## Task description
In the crankshaft pulley text below, how is a "slug wrench" described?

Besides holding the crank still, there’s also the problem of getting the bolt loose.  One idea that solves both problems 
would be to use an impact wrench -- the way an impact wrench works, the inertia of the crank is all that’s necessary to 
hold it still.  But there’s not enough room in the car to use an impact wrench, so that will require either pulling the 
radiator or the engine. 

 
 

89

Shane Mantoszko says “use a good long-handled socket/torsion wrench, put it on the front crank nut, brace it on a 
strong part of the engine bay, disconnect the coil, and then turn your ignition key for a few quick bursts, and viola, the 
crank nut will be loose...” 

Dale Knaus says, “I used what we call a "slug wrench".  It is a box end wrench made extra heavy with a striking pad on 
the other end.  It is made to hit with a hammer to tighten and remove nuts.  I borrowed the tool from the industrial plant 
where I work; they are probably available from industrial tool supply companies.” 

Regardless of how well these methods may work getting the bolt loose, remember that you’ll still need to deal with 
reinstallation.  Since the bolt torque is critical, you’ll definitely need a suitable torque wrench and socket and you’ll 
probably need that restraining lever Fouquet-Lapar suggests.  All that being true, you might as well go ahead and 
acquire those items and see if they’ll get the bolt off to begin with. 

 

CRANKSHAFT PULLEY - SHEARED WOODRUFF KEY:  Paul Konitshek, Michael Neal and several others report 
that the woodruff keys that align the crankshaft damper/pulley are a known problem area.  The keys may become worn 
or totally sheared, allowing the pulley to reposition itself around the crank. 

The immediate effect of this slippage depends on which ignition system you have.  If you have a pre-1989 car with 
Lucas ignition, you might not even notice unless things get really bad and start chewing up parts.  Neal reports:  “It 
almost never gets to the point where the pulley comes loose.”  If it merely slips, it usually won’t become apparent until 
you try to set the ignition timing; the timing marks are now completely wrong, so you’ll get really confused.  If you 
have the later Marelli ignition system, the damper slipping will immediately screw up the ignition timing since the 
sensors are on that damper. 

Note that there are two keys used.  There is a “split cone” that is similar to those used on industrial pulleys.  The pulley 
fits onto the outside tapered surface of the cone and is aligned with one key.  The cone slides over the crank and is 
aligned with another key.  When the bolt securing the pulley is tightened to specification, the split cone compresses 
securely onto the crank like a collet in a chuck.

## Supplied material

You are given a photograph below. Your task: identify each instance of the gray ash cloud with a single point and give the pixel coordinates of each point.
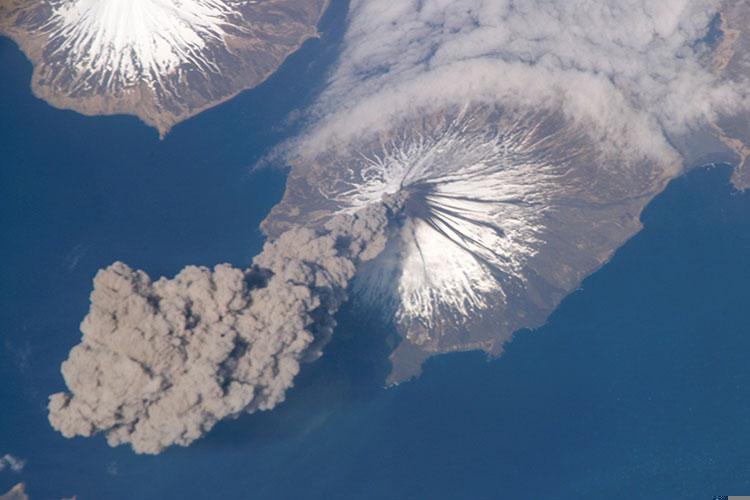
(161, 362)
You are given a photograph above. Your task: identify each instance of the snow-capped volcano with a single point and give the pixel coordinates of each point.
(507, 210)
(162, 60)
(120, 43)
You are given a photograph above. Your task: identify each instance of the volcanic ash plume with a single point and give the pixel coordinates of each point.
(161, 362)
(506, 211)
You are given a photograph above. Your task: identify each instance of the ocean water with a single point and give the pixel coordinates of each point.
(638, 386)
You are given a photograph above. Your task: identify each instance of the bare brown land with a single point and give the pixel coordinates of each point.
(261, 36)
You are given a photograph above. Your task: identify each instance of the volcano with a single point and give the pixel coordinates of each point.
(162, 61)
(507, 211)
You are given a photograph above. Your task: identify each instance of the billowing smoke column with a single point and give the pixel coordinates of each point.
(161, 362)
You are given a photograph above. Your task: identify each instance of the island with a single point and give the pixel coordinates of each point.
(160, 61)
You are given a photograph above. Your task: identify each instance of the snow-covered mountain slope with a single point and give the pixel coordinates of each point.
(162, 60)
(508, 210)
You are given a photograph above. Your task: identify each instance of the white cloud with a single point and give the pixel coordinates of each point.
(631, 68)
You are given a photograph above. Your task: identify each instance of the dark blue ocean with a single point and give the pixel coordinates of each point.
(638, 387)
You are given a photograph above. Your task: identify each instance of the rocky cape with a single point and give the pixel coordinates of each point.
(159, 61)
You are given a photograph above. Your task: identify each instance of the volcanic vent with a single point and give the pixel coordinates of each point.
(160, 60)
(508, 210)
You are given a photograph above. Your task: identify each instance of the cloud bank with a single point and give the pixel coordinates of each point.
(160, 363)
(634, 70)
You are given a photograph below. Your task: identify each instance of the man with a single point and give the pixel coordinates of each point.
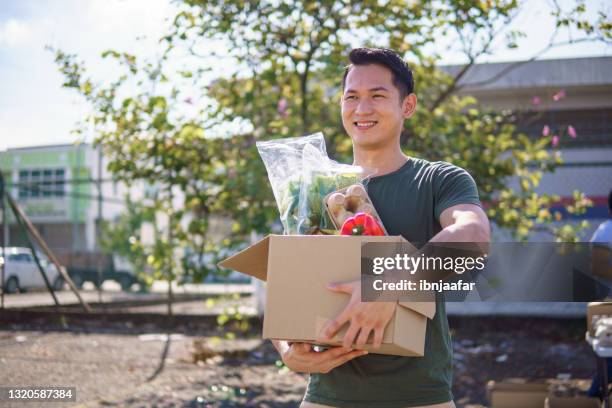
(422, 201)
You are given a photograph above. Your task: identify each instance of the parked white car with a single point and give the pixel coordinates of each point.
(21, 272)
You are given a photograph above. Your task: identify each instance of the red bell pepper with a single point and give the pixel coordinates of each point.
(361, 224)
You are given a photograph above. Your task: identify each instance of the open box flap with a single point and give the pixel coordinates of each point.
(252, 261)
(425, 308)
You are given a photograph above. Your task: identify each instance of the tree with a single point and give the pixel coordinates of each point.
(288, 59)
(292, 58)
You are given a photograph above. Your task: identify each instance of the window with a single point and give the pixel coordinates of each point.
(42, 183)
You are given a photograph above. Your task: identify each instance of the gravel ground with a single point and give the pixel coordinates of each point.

==

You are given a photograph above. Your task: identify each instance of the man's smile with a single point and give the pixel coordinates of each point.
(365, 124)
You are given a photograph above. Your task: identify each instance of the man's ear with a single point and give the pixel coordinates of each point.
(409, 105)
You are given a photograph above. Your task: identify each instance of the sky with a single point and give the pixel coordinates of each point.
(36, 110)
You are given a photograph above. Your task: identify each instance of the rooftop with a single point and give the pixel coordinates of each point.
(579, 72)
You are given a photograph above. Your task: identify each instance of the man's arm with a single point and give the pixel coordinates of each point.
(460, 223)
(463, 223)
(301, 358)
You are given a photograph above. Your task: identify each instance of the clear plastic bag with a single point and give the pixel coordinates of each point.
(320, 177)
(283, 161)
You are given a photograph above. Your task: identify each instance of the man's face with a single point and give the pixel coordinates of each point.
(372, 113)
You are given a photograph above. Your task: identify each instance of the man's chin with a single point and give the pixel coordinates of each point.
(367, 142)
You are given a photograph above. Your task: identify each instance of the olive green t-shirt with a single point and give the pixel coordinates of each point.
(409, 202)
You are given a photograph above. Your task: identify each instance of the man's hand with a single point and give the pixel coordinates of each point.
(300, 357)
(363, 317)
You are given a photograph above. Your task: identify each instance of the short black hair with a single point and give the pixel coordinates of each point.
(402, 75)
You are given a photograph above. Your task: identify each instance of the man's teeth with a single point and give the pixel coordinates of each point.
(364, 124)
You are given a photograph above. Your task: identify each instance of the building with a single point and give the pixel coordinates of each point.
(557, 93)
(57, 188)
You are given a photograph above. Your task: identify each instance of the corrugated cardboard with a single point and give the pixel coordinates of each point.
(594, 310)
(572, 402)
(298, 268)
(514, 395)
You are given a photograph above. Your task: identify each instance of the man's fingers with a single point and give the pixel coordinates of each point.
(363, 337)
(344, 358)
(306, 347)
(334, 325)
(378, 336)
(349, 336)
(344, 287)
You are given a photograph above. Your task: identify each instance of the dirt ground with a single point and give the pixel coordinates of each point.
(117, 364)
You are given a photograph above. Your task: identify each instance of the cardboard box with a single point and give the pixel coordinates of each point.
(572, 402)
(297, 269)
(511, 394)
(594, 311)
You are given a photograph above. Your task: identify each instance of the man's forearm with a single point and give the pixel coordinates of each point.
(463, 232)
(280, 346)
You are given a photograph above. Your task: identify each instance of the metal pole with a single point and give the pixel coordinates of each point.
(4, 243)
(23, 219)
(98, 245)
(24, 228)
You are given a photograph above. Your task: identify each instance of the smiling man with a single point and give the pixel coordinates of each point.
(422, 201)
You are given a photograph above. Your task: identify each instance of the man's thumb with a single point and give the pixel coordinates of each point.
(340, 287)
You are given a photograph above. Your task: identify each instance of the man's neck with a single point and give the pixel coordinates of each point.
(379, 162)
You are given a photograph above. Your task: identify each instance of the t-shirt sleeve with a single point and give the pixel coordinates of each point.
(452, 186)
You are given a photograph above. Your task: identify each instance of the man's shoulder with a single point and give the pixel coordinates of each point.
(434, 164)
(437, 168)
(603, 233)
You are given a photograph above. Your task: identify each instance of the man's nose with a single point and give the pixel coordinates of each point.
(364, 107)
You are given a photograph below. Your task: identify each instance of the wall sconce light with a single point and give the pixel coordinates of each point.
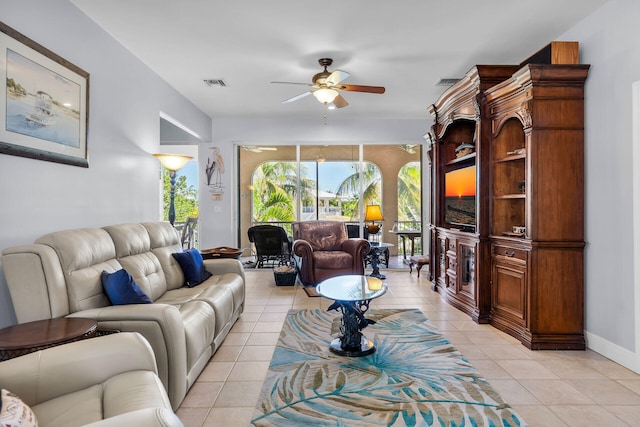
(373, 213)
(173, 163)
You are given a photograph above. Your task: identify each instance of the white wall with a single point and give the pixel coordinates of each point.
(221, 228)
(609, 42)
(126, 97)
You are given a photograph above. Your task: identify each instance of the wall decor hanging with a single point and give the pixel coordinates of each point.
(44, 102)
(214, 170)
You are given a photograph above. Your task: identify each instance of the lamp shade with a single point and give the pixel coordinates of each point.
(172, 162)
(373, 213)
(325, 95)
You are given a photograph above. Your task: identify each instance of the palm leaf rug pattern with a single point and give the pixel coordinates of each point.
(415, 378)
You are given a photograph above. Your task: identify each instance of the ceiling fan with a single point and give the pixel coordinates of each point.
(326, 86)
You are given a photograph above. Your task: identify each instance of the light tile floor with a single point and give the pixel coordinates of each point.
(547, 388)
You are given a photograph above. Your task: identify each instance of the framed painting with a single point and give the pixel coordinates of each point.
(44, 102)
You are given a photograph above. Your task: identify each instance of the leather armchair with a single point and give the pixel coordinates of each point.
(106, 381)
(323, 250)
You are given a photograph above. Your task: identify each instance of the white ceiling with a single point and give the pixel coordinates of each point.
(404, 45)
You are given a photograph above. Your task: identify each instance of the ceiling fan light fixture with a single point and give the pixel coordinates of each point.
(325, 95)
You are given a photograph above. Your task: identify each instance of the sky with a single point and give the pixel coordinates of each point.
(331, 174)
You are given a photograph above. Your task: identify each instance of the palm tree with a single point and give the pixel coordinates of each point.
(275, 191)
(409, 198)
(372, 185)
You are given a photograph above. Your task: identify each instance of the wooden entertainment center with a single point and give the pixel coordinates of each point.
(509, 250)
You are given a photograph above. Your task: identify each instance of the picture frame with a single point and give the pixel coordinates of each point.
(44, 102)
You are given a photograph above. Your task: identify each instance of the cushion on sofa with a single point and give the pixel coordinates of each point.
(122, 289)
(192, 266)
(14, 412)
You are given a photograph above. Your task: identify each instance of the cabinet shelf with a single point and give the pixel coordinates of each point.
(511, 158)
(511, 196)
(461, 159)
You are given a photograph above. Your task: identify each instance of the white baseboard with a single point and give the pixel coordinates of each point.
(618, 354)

==

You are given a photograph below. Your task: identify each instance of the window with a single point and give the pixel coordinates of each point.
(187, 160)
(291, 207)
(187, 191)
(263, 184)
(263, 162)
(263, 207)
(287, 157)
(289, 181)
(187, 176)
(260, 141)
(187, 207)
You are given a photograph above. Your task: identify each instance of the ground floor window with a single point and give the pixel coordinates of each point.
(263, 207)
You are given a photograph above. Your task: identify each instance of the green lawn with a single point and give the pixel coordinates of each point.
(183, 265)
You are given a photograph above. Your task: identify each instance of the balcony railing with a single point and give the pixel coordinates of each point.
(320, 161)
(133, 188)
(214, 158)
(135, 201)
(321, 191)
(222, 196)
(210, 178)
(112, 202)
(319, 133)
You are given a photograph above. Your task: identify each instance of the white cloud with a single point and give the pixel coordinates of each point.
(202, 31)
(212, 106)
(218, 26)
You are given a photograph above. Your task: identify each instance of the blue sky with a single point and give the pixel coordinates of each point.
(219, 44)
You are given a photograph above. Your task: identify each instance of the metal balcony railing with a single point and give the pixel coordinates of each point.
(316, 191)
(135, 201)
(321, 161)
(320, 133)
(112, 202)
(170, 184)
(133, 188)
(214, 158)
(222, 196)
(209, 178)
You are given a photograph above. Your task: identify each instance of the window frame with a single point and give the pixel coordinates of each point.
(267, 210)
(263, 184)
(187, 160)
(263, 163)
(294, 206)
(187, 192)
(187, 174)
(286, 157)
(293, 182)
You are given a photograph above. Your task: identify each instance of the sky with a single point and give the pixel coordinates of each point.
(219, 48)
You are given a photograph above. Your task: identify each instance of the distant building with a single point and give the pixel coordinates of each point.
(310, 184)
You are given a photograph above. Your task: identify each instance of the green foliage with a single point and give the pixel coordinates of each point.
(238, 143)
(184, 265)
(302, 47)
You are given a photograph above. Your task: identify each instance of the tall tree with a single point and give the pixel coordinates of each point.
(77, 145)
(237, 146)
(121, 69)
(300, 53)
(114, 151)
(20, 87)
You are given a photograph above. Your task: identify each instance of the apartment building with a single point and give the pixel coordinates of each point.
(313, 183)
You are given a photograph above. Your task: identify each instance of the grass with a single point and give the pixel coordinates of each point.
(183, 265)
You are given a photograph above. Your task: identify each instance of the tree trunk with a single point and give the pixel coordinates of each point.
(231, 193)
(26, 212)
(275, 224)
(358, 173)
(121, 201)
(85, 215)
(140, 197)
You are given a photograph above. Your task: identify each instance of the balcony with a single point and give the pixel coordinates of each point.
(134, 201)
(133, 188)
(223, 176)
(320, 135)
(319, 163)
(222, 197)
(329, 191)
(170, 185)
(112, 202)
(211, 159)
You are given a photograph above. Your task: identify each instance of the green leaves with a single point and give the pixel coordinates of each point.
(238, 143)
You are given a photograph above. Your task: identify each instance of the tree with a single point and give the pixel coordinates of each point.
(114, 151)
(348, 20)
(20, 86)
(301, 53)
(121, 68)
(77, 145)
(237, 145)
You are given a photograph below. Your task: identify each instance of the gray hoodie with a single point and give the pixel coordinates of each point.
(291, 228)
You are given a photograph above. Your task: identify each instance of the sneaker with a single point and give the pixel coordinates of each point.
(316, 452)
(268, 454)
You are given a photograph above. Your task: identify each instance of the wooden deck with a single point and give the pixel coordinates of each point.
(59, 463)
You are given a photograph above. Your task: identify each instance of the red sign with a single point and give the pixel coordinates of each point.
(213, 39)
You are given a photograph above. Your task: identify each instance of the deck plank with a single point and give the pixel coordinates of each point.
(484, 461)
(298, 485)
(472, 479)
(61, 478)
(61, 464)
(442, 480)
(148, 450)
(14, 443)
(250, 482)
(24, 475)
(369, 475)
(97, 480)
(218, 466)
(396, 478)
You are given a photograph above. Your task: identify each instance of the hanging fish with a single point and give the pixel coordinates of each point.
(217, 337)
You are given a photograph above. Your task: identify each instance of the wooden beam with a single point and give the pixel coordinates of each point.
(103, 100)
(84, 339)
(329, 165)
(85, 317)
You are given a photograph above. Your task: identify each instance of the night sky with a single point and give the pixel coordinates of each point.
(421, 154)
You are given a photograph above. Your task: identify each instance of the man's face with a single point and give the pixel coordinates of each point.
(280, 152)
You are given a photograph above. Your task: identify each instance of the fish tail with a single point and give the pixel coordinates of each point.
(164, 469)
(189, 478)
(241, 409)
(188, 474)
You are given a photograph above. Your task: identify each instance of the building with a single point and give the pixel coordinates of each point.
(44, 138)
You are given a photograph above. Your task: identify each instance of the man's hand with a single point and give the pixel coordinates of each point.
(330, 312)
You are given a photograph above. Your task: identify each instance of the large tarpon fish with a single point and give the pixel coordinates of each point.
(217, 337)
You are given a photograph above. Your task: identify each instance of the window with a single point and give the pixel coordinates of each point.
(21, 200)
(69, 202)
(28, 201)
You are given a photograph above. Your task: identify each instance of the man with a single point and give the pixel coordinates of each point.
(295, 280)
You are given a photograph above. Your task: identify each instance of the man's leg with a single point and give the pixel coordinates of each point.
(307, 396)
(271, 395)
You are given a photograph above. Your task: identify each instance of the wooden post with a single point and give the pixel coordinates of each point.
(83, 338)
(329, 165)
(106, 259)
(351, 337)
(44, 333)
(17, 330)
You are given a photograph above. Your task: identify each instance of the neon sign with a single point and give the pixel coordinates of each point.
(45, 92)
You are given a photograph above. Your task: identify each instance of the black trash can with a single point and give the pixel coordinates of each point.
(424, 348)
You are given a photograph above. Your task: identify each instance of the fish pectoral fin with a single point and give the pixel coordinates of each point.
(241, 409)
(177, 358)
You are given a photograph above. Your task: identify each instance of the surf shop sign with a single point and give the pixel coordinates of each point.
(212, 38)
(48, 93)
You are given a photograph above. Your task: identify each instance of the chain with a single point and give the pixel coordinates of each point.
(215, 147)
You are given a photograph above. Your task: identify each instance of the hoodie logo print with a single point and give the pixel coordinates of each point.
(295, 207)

## Result
It is a box end wrench made extra heavy, with a striking pad on the other end.